[[ The data, beginning ]]

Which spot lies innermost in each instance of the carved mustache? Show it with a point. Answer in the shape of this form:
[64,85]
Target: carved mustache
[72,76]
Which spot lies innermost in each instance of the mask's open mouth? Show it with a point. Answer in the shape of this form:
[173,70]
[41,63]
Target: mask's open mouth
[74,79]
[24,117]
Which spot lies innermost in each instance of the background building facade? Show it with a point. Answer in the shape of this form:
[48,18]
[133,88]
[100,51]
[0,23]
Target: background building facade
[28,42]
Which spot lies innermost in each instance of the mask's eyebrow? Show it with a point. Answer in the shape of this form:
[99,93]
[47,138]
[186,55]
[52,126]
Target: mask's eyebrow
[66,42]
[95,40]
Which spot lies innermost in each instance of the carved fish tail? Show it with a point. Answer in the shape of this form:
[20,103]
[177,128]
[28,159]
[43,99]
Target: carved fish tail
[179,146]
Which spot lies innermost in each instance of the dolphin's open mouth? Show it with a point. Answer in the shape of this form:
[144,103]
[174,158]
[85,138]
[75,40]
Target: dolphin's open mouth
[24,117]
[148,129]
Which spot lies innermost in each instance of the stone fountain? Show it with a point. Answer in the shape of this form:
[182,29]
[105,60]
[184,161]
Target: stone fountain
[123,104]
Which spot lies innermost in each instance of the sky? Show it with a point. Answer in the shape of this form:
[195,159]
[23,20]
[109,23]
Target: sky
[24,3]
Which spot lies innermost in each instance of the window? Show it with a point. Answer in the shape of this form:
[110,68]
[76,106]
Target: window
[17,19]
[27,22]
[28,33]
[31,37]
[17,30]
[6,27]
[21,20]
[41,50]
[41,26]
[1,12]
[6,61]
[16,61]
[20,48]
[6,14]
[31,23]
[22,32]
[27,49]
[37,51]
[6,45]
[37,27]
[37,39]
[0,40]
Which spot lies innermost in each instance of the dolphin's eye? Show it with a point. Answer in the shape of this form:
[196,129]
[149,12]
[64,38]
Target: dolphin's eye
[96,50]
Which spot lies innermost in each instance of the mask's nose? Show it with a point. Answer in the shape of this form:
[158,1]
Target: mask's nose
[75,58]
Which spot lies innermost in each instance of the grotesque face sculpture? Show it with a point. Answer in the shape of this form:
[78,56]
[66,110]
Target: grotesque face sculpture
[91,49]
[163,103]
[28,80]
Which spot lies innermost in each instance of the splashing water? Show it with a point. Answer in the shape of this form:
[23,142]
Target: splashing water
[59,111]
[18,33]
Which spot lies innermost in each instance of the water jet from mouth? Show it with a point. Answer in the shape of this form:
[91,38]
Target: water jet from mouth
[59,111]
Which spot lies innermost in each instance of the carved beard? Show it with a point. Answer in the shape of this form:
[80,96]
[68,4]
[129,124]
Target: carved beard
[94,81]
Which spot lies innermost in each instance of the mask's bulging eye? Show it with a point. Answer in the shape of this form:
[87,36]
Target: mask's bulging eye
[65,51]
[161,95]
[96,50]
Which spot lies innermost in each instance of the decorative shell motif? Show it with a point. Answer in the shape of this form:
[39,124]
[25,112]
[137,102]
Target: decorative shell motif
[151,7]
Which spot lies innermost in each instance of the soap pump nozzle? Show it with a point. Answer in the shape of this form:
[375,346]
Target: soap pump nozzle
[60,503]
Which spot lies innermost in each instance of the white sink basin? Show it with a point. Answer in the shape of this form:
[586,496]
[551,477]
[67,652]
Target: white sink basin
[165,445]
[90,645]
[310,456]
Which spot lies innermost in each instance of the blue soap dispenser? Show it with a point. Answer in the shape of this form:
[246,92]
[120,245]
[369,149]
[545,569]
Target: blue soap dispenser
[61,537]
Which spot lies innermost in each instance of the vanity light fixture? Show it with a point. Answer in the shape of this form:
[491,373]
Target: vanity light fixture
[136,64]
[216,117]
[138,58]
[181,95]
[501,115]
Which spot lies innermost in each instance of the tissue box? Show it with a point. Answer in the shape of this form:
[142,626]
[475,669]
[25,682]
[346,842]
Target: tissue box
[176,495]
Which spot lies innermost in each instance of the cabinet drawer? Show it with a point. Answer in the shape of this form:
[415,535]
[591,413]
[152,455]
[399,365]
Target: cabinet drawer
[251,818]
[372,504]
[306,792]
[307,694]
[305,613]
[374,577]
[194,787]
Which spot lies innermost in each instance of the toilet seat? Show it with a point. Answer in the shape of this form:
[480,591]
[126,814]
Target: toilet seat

[[ The data, end ]]

# Task directions:
Going through the records above, count the lines that hold the string "toilet" and give only the total.

# Response area:
2